- **문제**
아래 레코드에서 "Find the black face" 문구가 포함된 줄부터 레코드의 마지막 줄까지를 한 글자도 바꾸지 말고 옮겨 적으십시오.

- **입력 레코드**
********

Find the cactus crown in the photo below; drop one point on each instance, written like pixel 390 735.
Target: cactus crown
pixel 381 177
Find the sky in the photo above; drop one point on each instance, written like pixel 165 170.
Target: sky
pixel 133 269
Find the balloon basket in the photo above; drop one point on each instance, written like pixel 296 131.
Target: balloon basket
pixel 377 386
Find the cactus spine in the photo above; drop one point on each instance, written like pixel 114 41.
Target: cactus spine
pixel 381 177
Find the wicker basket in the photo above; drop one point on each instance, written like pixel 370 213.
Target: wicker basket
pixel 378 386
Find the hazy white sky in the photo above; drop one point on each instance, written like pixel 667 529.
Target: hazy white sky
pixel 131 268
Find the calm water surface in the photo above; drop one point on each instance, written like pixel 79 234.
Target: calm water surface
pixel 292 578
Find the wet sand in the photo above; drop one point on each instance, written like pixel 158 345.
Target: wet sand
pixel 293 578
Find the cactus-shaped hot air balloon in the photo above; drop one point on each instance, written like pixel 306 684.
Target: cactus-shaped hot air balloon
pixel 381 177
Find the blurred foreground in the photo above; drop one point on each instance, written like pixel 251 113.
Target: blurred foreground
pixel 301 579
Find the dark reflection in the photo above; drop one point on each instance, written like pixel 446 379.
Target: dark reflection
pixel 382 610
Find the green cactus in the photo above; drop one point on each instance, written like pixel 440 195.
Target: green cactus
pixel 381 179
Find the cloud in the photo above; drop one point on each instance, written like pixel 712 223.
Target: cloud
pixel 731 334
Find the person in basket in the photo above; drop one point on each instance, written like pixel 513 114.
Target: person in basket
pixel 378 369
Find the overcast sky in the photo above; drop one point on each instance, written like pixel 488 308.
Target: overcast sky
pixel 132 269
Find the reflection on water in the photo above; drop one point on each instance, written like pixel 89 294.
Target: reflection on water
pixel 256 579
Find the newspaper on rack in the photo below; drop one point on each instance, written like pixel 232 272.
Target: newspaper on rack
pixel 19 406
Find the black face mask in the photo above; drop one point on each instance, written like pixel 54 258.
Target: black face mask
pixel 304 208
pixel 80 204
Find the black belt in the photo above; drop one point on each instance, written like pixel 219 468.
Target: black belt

********

- **답안**
Find the black face mask in the photo above; drop one point on each instance, written like pixel 54 258.
Target: black face mask
pixel 304 208
pixel 80 204
Find the black belt in the photo above; drop one point on each instance, written like pixel 219 468.
Target: black belt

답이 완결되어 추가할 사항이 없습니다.